■ TASK REQUIREMENTS ■
Starting at the line that contains "Locate the black robe" and running through the last of the rows, rewrite those lines with "put a point on" changed to "mark" and nothing else altered.

■ DATA SHOWN ■
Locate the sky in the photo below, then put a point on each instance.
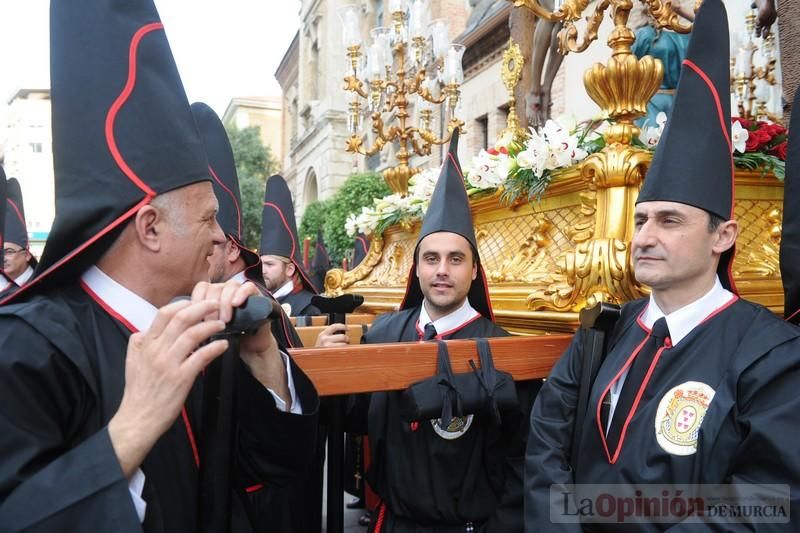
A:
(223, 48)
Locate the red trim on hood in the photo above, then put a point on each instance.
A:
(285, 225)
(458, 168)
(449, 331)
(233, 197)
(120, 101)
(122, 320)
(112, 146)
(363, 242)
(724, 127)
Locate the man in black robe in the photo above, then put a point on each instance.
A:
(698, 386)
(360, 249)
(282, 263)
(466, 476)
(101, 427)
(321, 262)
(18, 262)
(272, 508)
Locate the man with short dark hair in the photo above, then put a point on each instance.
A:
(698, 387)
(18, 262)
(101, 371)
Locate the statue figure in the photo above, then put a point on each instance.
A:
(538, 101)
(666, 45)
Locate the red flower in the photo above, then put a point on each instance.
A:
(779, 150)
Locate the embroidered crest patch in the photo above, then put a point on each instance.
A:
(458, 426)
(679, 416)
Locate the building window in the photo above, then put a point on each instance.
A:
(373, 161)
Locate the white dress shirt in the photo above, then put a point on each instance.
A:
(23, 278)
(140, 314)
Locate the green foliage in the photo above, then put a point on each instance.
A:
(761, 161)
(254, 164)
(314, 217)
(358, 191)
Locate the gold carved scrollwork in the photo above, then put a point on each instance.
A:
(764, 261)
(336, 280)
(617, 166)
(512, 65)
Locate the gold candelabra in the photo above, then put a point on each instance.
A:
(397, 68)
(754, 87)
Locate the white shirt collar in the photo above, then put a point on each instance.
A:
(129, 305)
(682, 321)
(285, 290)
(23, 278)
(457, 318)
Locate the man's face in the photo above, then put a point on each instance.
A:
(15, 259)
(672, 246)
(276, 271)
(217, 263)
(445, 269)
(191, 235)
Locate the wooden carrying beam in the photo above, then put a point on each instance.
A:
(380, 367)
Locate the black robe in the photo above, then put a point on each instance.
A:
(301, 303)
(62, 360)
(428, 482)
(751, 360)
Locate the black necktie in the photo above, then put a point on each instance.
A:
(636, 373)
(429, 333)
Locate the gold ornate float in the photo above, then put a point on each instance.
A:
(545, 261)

■ THE SOLUTION ■
Locate the black robe in the photo above, then mark each instance.
A:
(301, 303)
(62, 360)
(428, 482)
(751, 360)
Locate the black necktie in the photo above, then mark each instance.
A:
(636, 373)
(429, 333)
Locate the gold ornate float in the photo above, then mark each instance.
A:
(545, 261)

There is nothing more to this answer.